▶ _Dataset rows_
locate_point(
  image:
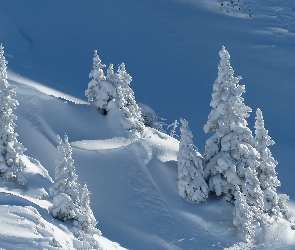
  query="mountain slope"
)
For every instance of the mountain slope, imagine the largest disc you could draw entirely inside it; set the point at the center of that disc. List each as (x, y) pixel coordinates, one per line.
(133, 183)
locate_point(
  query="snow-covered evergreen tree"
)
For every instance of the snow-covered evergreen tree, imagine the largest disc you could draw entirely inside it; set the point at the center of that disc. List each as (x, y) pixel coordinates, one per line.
(244, 216)
(66, 179)
(174, 126)
(89, 222)
(126, 101)
(191, 183)
(274, 204)
(101, 89)
(71, 202)
(230, 155)
(111, 74)
(11, 165)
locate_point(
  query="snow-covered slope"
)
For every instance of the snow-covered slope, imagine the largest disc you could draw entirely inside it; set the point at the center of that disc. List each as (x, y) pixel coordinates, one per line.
(133, 183)
(170, 49)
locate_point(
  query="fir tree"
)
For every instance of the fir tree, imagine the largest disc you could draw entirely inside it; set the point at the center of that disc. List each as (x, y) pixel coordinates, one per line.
(244, 216)
(274, 204)
(126, 101)
(66, 179)
(71, 203)
(100, 91)
(191, 183)
(230, 155)
(12, 165)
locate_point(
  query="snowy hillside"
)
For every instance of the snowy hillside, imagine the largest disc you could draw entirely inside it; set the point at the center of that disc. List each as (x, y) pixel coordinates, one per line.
(171, 52)
(133, 184)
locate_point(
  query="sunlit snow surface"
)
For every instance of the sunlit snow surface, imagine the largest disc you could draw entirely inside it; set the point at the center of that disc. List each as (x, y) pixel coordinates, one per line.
(134, 181)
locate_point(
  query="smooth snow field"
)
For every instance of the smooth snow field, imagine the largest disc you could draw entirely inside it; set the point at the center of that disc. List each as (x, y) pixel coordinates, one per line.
(170, 49)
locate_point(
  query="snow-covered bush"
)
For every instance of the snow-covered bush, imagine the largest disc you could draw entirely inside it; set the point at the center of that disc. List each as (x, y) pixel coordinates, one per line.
(11, 165)
(191, 182)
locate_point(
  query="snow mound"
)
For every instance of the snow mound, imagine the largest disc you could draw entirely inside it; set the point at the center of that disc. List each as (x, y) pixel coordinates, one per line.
(117, 142)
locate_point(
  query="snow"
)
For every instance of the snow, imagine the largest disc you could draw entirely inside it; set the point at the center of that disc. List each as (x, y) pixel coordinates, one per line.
(133, 181)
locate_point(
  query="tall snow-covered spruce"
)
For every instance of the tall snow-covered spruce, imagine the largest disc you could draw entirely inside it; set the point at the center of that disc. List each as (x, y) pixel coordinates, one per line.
(66, 188)
(230, 155)
(126, 101)
(191, 183)
(71, 202)
(274, 203)
(11, 164)
(100, 90)
(66, 179)
(113, 92)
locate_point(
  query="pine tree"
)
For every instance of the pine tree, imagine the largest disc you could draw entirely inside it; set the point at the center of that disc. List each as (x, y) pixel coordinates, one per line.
(101, 90)
(230, 155)
(244, 216)
(12, 165)
(66, 179)
(274, 204)
(126, 101)
(71, 202)
(90, 223)
(191, 183)
(111, 74)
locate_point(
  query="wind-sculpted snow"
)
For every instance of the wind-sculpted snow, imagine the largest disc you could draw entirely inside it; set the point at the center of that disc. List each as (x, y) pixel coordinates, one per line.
(103, 144)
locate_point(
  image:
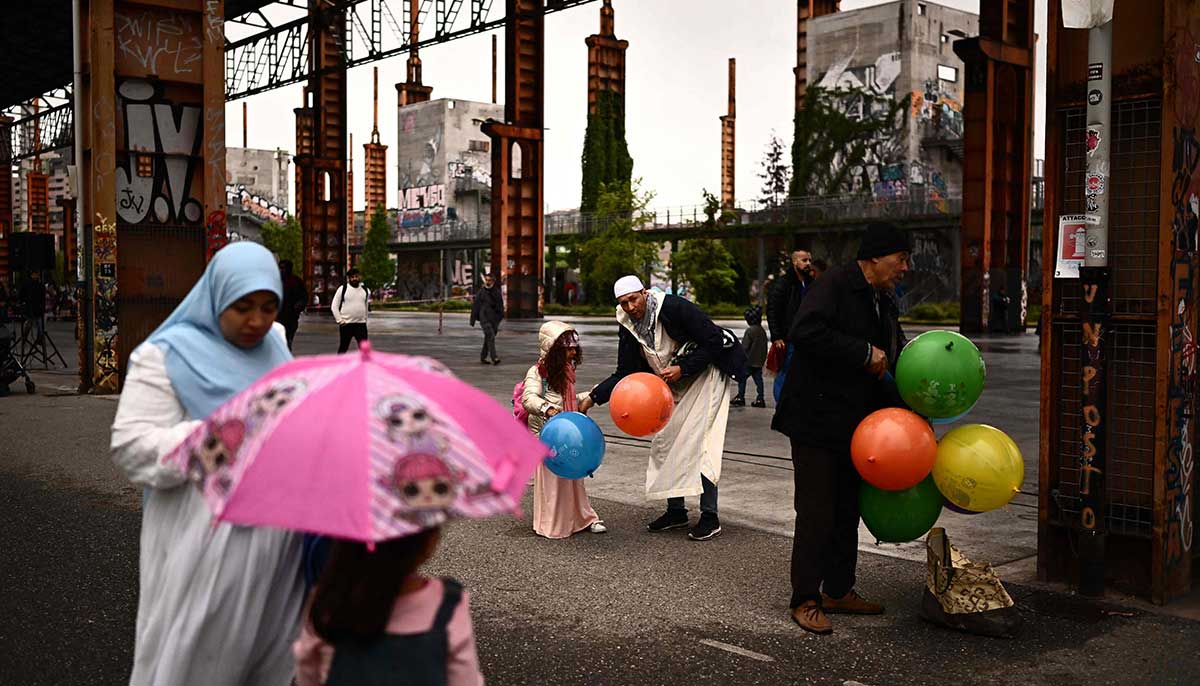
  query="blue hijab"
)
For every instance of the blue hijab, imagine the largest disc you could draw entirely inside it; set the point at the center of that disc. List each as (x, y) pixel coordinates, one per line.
(204, 368)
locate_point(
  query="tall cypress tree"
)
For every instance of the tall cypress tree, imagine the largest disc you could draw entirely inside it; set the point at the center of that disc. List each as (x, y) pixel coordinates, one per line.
(606, 161)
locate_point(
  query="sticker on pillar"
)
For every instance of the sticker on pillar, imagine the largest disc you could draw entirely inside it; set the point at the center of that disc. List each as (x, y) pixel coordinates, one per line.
(1092, 139)
(1072, 245)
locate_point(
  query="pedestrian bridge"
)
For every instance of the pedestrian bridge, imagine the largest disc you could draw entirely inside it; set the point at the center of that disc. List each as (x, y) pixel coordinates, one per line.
(793, 215)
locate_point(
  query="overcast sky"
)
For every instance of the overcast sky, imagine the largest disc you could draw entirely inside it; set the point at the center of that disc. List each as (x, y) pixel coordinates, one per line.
(676, 90)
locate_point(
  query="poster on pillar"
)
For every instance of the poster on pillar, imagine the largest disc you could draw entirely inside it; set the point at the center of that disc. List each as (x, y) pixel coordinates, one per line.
(1072, 244)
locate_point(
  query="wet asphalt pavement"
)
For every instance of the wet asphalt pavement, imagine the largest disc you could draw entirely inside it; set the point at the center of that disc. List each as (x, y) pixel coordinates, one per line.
(627, 607)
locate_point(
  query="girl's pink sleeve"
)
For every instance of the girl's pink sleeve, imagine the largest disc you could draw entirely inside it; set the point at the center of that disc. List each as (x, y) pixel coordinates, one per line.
(313, 657)
(462, 662)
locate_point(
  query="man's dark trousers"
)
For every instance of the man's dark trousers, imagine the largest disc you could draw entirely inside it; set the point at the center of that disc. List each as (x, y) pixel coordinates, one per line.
(489, 351)
(826, 543)
(347, 331)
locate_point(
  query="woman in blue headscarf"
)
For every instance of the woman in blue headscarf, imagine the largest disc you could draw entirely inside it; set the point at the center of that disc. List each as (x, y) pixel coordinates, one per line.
(220, 605)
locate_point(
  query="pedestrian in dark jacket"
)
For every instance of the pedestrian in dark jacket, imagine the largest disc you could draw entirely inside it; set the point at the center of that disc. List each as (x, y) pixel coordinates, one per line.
(754, 341)
(783, 302)
(846, 338)
(295, 296)
(669, 336)
(489, 311)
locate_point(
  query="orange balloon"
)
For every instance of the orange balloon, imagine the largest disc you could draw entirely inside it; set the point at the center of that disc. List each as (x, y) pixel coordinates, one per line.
(641, 404)
(893, 449)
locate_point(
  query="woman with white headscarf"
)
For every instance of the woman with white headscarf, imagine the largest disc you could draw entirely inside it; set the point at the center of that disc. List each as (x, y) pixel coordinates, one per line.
(219, 606)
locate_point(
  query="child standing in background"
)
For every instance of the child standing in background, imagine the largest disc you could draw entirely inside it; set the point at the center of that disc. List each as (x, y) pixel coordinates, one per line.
(373, 619)
(754, 341)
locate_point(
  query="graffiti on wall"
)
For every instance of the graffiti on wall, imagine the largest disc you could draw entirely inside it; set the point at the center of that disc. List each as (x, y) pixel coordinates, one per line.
(258, 205)
(154, 184)
(105, 341)
(1182, 379)
(156, 41)
(937, 110)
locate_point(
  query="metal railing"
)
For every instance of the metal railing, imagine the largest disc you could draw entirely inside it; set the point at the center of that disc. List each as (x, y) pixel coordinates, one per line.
(799, 210)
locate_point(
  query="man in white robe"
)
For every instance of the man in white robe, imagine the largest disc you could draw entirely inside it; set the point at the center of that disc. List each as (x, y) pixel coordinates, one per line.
(669, 336)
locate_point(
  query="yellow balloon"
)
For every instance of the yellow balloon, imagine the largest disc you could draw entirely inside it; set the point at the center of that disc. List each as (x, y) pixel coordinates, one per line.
(978, 468)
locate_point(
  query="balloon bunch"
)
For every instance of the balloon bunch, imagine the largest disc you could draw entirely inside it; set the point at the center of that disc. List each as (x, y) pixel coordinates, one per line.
(907, 474)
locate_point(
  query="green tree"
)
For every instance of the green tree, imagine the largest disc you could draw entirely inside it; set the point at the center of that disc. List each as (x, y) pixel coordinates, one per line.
(707, 264)
(775, 174)
(615, 250)
(838, 132)
(286, 241)
(606, 161)
(376, 263)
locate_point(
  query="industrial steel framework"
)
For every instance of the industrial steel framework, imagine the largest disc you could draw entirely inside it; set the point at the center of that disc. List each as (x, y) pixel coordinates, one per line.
(729, 142)
(517, 199)
(999, 161)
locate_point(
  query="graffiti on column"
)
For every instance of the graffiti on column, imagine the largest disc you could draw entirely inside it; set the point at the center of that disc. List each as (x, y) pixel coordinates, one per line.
(154, 185)
(1182, 378)
(157, 41)
(105, 259)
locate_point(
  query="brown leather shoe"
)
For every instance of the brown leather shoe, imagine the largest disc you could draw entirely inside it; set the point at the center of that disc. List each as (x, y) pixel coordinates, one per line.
(811, 618)
(850, 603)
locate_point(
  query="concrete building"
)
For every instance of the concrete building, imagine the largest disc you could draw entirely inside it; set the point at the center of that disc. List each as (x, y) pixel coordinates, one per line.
(895, 50)
(264, 173)
(444, 163)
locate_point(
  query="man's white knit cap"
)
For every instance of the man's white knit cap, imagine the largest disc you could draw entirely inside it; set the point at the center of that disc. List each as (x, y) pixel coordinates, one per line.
(627, 284)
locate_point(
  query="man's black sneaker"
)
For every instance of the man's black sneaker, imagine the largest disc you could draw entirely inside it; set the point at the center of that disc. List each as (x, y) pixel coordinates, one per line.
(708, 527)
(670, 519)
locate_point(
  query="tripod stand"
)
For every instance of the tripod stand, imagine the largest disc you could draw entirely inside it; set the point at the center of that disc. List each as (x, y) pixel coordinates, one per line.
(34, 341)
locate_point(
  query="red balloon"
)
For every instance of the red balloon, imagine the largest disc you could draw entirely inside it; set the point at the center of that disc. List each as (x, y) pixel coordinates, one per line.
(641, 404)
(893, 449)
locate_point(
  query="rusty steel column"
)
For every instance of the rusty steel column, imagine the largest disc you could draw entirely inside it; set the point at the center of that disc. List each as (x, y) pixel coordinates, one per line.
(805, 11)
(375, 164)
(5, 198)
(517, 196)
(729, 137)
(69, 240)
(37, 186)
(606, 60)
(321, 154)
(997, 162)
(413, 90)
(153, 143)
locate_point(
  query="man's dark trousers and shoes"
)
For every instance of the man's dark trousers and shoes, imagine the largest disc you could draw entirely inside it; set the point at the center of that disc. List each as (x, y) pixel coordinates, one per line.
(489, 351)
(676, 516)
(347, 331)
(825, 548)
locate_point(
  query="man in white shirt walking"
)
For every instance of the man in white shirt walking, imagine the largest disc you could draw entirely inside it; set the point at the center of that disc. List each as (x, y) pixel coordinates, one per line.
(352, 301)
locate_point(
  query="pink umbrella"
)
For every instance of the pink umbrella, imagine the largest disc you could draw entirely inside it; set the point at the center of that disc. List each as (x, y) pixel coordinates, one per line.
(369, 447)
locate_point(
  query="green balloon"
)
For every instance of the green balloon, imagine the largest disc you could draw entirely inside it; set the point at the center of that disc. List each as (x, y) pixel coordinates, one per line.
(900, 516)
(940, 374)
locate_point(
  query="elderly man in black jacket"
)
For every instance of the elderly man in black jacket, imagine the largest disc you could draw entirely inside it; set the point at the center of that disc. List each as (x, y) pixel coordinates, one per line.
(846, 337)
(489, 311)
(671, 337)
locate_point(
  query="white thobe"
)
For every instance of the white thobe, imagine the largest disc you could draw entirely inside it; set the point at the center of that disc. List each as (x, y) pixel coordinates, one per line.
(219, 606)
(694, 440)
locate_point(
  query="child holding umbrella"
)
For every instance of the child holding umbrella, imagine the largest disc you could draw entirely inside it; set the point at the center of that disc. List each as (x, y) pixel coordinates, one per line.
(561, 506)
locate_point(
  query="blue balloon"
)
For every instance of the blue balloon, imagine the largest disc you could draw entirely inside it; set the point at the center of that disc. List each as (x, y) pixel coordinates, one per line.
(576, 445)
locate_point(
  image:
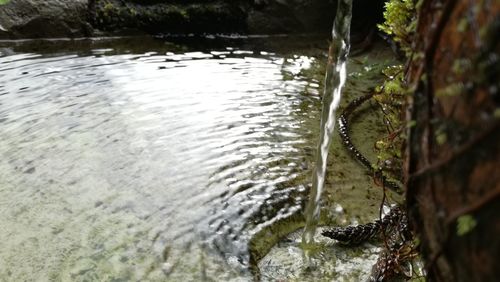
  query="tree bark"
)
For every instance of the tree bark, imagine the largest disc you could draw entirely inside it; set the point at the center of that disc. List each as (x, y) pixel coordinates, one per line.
(453, 152)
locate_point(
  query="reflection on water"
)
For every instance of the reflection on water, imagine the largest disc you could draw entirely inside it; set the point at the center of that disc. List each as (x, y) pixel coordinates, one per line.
(132, 166)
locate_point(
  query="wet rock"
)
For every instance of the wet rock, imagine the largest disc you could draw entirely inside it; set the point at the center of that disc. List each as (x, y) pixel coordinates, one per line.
(155, 16)
(290, 16)
(212, 16)
(48, 18)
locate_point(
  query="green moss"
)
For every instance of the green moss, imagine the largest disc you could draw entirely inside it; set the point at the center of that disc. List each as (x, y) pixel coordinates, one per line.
(400, 22)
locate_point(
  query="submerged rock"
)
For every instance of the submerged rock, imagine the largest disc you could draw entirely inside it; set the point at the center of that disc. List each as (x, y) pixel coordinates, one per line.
(48, 18)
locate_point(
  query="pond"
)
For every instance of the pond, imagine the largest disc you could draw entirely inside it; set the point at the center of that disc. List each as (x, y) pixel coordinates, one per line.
(168, 159)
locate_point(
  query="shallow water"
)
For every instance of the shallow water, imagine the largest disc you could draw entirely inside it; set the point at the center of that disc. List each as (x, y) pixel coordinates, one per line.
(139, 159)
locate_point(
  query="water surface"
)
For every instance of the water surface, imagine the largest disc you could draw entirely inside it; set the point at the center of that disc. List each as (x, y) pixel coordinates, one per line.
(140, 159)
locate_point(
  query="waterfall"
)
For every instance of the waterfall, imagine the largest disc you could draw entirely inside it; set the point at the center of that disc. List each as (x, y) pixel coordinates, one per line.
(334, 82)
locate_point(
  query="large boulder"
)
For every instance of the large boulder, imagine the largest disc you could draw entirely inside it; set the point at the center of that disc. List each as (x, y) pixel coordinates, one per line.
(47, 18)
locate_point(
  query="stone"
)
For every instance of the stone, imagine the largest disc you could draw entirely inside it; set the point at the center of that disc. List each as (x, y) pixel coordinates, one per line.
(48, 18)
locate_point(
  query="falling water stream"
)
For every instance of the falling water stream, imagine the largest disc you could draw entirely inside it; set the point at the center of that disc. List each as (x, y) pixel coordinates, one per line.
(135, 159)
(334, 82)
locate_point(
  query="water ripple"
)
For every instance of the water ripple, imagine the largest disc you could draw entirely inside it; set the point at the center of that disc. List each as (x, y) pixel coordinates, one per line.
(113, 153)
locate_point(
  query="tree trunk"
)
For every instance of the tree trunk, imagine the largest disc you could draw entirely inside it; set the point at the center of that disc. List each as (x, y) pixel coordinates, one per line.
(453, 151)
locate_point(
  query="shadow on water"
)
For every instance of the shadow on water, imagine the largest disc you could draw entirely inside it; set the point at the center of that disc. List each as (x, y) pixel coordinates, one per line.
(166, 159)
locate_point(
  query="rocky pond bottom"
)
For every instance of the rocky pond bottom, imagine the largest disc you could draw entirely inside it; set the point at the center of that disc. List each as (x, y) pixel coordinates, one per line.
(187, 159)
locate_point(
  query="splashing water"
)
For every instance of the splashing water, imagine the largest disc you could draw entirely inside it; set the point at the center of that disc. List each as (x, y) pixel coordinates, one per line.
(334, 82)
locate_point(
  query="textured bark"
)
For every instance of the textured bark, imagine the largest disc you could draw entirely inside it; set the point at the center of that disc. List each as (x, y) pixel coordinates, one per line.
(453, 152)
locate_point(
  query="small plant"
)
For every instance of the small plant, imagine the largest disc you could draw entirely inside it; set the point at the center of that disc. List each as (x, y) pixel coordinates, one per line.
(400, 22)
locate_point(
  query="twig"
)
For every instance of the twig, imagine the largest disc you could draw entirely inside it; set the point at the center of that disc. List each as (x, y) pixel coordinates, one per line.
(461, 150)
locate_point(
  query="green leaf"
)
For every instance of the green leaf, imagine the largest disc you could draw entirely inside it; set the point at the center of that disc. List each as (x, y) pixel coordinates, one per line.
(465, 224)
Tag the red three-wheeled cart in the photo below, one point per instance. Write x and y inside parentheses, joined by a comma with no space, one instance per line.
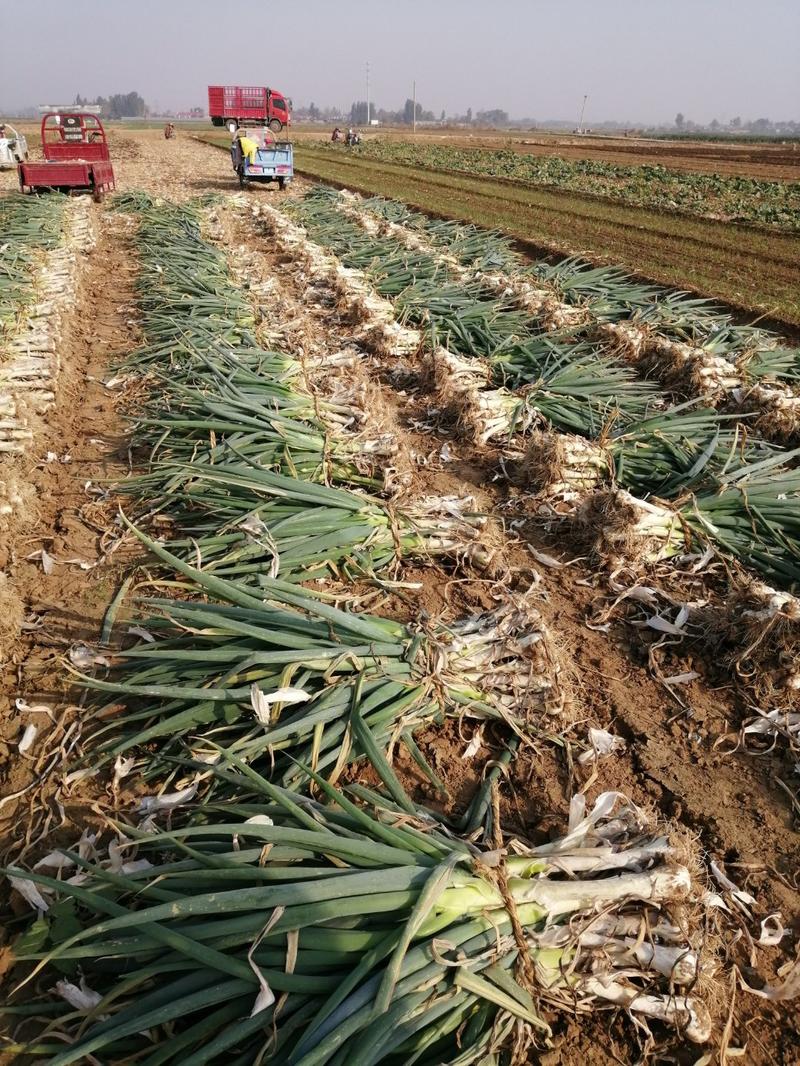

▶ _REQUIREMENTS_
Locate each line in the records above that includes the string "surface" and copy every such line.

▶ _CORRECT OUTPUT_
  query="sunlit snow surface"
For every instance of the sunlit snow surface, imagine the largest disc you could draw entirely inside it; set the point at the center of that disc. List each as (x, y) pixel coordinates, one per line.
  query="water surface"
For every instance of the water surface, imagine the largest disc you could draw entirely inside it; set the point at the center of that disc. List each as (x, y) pixel coordinates, one per line.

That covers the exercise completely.